* EXTRACTED TEXT
▶

I’ve always been a big believer in playing the percentages. If I can find a way to get a legitimate edge, or just a little nudge in this process we call life, I’ll always take “the blessing” rather than “the curse.” Back in November, knowing full and well a flu shot is only effective 65 percent of the time, I happily got inoculated and said a prayer as I did it. So imagine my surprise on Sunday morning – around 4 a.m. – I realized that just like millions of Americans I have a dandy case of the flu.
Because I’ve always tried to never be “just ordinary,” I’ve got to tell you that in early December a loathsome blood disease called osteomyelitis came back into my life, requiring a couple of surgeries.
Further, a synovial cyst on my spinal cord, which was removed last February, has come back a little larger than it was so I’m the last guy on earth who needs fever and chills, aching joints, and a bad attitude.

◀

Write out the passage on catching the flu, from "I’ve always been" up to and including "of the flu.".

Saved data entries
▶

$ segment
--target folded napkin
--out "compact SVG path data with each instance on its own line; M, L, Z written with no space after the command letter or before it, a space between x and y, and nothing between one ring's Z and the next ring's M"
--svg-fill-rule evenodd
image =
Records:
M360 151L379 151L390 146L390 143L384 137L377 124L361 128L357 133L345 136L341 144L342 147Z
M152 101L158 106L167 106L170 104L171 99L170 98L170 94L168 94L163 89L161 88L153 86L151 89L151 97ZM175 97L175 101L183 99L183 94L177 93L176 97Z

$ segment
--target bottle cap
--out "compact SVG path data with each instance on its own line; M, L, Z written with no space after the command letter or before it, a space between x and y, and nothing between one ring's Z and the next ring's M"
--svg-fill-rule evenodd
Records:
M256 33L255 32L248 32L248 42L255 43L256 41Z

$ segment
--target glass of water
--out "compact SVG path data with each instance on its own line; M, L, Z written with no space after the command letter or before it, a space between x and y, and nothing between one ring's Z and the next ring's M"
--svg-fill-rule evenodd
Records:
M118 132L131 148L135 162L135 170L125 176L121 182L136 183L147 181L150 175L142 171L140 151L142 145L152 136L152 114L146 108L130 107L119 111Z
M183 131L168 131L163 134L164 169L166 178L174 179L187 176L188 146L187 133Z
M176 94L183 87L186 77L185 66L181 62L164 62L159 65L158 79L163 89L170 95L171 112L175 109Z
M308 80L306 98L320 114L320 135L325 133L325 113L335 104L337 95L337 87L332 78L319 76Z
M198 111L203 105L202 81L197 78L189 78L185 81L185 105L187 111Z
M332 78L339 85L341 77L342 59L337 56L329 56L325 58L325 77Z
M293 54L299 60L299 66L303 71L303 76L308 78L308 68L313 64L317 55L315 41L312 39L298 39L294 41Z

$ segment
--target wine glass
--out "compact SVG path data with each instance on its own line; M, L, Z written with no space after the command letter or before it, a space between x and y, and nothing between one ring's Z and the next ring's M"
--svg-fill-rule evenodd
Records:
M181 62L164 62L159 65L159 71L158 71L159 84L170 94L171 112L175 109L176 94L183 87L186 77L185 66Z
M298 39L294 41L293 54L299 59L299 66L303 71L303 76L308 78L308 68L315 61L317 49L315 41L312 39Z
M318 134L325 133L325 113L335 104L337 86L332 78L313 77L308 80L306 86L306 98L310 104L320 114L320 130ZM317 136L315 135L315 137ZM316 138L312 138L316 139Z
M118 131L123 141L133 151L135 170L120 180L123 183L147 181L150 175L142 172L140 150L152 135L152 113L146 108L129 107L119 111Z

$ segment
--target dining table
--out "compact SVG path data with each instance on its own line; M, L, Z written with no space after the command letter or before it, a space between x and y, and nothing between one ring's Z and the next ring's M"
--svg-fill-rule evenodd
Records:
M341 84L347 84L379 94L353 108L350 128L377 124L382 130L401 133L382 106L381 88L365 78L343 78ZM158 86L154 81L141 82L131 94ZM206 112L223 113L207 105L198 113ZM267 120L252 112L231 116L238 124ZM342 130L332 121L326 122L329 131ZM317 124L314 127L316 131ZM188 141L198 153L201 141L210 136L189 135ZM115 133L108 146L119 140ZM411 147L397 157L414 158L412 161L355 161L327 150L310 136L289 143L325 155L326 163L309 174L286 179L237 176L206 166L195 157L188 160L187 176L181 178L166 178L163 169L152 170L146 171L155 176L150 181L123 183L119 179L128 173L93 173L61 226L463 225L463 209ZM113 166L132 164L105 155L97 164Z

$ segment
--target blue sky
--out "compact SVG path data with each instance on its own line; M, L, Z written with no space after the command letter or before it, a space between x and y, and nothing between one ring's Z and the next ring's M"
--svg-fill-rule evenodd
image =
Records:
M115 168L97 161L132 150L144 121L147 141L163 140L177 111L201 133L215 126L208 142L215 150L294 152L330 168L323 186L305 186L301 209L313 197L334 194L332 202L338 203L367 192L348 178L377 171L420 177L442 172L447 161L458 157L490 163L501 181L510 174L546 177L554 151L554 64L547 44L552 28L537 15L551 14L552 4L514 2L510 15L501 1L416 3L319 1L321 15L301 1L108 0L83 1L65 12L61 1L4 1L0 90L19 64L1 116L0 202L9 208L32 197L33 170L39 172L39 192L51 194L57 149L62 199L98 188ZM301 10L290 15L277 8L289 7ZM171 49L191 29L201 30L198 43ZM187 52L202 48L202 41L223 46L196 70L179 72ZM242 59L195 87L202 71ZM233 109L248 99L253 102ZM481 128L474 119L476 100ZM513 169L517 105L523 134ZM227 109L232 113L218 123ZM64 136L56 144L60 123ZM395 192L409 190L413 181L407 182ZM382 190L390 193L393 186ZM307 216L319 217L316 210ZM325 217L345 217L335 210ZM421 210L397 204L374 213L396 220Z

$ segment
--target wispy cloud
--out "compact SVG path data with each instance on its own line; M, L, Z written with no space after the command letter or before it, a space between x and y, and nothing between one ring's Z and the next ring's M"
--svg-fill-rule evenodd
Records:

◀

* SOLUTION FOR THIS PROBLEM
I’ve always been a big believer in playing the percentages. If I can find a way to get a legitimate edge, or just a little nudge in this process we call life, I’ll always take “the blessing” rather than “the curse.” Back in November, knowing full and well a flu shot is only effective 65 percent of the time, I happily got inoculated and said a prayer as I did it. So imagine my surprise on Sunday morning – around 4 a.m. – I realized that just like millions of Americans I have a dandy case of the flu.